Data shown: Begin
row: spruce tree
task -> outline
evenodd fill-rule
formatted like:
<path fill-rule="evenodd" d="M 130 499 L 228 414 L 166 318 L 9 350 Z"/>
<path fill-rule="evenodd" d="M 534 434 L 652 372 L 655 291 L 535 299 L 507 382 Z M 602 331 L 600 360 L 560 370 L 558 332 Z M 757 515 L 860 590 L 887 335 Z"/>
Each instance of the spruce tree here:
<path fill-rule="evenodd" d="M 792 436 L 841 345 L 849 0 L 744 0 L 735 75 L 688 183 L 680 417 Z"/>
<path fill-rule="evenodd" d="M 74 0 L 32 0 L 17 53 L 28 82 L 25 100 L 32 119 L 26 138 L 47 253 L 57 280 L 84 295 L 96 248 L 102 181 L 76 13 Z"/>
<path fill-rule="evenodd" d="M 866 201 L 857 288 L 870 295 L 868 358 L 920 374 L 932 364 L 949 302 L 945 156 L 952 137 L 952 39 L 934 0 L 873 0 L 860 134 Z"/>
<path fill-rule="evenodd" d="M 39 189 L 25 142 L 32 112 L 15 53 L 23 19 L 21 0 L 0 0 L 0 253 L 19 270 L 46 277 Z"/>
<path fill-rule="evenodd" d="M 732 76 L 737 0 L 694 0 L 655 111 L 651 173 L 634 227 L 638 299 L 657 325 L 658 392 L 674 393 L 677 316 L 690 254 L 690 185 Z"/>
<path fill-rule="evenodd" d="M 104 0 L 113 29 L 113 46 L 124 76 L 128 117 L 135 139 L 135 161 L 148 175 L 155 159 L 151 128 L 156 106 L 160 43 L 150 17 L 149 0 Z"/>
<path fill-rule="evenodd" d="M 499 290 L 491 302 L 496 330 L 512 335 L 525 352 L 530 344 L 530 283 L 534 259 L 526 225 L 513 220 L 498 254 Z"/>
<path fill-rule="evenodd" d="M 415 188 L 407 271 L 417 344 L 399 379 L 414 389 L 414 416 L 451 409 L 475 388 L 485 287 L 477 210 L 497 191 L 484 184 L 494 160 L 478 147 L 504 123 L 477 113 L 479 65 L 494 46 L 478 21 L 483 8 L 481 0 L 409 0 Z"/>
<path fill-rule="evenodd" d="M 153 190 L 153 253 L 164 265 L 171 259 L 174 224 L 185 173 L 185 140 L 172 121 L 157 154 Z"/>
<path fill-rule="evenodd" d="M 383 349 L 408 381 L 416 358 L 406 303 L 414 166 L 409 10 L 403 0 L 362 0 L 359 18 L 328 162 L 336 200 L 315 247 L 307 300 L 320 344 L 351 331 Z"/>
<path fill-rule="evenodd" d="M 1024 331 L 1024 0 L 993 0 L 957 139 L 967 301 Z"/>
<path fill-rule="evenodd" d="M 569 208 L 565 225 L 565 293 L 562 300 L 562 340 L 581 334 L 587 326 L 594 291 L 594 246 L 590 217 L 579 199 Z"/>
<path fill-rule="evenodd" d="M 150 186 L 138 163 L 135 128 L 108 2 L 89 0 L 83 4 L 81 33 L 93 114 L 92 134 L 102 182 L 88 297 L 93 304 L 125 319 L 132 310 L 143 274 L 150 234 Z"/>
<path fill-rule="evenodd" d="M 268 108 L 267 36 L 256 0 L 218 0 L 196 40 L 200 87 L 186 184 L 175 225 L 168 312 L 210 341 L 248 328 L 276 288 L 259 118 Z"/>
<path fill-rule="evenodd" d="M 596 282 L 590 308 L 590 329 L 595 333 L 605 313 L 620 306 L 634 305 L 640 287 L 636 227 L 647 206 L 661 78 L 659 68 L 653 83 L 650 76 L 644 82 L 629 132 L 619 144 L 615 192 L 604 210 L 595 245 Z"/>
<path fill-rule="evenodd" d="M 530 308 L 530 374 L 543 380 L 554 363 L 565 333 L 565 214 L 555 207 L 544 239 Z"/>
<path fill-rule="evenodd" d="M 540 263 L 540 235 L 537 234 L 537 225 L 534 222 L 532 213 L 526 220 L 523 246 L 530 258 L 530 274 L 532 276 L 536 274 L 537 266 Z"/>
Data shown: End
(Task objective) Only one stretch of the data above is needed. Restate it word for word, from the line containing "evenodd fill-rule" through the line containing "534 434 L 652", both ends included.

(Answer to this exercise)
evenodd fill-rule
formatted like:
<path fill-rule="evenodd" d="M 130 499 L 228 414 L 166 318 L 9 350 Z"/>
<path fill-rule="evenodd" d="M 534 434 L 652 372 L 655 291 L 535 299 L 507 382 Z M 602 331 L 600 360 L 560 370 L 558 332 Z M 757 515 L 860 590 L 887 335 Z"/>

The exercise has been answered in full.